• **WRITTEN TASK**
Write out, without alteration, the lines starting at the line containing "Data labeling task — object class: dark" and ending at the line containing "0 0 340 166", including both of those lines.

• **Object detection data lines**
● ● ● ●

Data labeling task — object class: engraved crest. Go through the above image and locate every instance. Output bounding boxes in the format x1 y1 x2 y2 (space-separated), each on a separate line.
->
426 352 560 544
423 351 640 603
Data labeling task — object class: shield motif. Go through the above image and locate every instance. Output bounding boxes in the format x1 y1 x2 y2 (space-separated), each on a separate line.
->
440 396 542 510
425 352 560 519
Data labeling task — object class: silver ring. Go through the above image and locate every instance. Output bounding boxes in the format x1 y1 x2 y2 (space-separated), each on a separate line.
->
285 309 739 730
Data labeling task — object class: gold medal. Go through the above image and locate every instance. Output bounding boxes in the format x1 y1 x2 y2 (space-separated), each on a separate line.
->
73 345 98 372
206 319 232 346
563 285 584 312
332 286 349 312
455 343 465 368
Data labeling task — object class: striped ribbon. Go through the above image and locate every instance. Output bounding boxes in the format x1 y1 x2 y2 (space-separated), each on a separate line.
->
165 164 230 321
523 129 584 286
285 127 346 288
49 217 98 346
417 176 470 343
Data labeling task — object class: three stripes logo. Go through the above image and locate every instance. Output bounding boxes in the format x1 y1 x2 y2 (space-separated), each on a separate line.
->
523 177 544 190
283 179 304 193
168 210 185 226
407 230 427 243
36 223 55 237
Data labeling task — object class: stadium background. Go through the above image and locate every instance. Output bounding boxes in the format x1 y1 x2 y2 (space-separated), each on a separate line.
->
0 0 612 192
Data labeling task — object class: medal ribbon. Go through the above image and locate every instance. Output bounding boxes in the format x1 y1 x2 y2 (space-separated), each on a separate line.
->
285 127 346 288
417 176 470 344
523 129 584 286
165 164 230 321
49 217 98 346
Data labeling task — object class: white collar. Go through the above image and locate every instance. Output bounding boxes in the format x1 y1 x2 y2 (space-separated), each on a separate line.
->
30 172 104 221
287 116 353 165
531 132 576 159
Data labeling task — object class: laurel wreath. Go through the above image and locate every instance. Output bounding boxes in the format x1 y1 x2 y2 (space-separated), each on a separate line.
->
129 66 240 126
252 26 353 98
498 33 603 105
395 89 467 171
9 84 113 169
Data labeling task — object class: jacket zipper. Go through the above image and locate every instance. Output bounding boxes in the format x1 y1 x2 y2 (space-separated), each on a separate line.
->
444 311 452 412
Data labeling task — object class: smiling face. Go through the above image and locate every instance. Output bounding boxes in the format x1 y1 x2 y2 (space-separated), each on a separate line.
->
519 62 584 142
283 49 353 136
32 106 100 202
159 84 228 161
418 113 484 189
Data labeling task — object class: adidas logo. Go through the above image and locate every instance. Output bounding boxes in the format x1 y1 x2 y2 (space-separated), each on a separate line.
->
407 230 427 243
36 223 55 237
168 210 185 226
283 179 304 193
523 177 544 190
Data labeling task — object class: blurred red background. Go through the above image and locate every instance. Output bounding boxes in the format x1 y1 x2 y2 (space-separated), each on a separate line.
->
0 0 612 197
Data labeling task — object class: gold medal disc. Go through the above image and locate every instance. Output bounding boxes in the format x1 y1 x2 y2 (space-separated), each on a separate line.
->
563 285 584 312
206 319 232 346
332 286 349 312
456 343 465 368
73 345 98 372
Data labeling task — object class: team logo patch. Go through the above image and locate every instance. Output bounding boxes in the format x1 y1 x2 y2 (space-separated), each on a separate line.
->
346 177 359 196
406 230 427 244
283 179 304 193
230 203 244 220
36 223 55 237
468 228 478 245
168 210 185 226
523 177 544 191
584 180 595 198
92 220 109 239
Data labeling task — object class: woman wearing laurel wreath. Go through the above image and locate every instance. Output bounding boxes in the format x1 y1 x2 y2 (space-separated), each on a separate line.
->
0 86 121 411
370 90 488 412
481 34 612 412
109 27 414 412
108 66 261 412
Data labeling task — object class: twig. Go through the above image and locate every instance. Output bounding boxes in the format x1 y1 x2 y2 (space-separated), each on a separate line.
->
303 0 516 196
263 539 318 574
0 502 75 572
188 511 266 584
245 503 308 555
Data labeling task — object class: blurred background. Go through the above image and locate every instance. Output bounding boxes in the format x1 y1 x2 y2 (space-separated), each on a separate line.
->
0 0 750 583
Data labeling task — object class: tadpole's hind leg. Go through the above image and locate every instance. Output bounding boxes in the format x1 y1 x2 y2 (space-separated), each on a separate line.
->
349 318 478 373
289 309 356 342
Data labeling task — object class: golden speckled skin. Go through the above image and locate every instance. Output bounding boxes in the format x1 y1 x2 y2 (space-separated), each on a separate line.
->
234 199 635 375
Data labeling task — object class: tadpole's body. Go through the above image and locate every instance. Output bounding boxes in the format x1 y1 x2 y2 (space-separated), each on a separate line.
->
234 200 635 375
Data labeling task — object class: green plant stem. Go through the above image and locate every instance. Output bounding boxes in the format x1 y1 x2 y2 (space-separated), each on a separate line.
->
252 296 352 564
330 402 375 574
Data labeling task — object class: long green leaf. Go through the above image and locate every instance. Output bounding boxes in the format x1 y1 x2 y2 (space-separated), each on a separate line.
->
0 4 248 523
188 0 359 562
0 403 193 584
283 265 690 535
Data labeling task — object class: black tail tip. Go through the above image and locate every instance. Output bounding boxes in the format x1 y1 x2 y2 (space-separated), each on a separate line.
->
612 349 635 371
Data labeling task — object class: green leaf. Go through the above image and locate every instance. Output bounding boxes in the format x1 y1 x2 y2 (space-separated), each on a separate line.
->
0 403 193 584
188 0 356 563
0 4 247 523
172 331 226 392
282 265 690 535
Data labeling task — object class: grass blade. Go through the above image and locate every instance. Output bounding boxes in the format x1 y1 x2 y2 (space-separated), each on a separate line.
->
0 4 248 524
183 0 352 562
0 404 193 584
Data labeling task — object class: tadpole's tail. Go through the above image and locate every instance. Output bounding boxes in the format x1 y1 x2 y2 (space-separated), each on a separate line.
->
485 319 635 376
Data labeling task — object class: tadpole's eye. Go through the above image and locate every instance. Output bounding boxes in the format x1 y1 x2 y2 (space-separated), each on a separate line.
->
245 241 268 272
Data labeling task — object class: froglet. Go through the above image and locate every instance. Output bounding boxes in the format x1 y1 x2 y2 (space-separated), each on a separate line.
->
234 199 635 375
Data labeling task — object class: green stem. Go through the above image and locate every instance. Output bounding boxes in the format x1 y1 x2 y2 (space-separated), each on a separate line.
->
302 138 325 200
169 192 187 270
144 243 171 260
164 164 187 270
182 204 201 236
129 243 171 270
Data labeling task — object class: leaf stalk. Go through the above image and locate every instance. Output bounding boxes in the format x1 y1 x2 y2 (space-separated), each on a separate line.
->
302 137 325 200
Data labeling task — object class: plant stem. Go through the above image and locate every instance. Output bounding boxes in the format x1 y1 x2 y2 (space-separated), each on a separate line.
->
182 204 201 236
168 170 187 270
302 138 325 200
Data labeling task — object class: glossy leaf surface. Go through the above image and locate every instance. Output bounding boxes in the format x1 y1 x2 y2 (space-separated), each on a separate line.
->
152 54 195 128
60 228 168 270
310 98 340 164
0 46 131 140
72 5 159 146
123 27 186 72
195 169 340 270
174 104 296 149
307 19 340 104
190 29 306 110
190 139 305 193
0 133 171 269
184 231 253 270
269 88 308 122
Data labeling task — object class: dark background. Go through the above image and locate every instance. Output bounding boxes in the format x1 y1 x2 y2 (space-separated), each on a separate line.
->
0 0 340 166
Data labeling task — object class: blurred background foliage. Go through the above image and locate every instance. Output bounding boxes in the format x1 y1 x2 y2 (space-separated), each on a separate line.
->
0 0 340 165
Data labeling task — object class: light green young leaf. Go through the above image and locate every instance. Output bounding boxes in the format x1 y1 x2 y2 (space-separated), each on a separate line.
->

● ● ● ●

• **CORRECT RESULT**
Data labeling task — object class: dark background. Go through the above image and locate every instance. Output bounding boxes in the format x1 y1 x2 y2 (space-separated), each on a separate line.
->
0 0 340 166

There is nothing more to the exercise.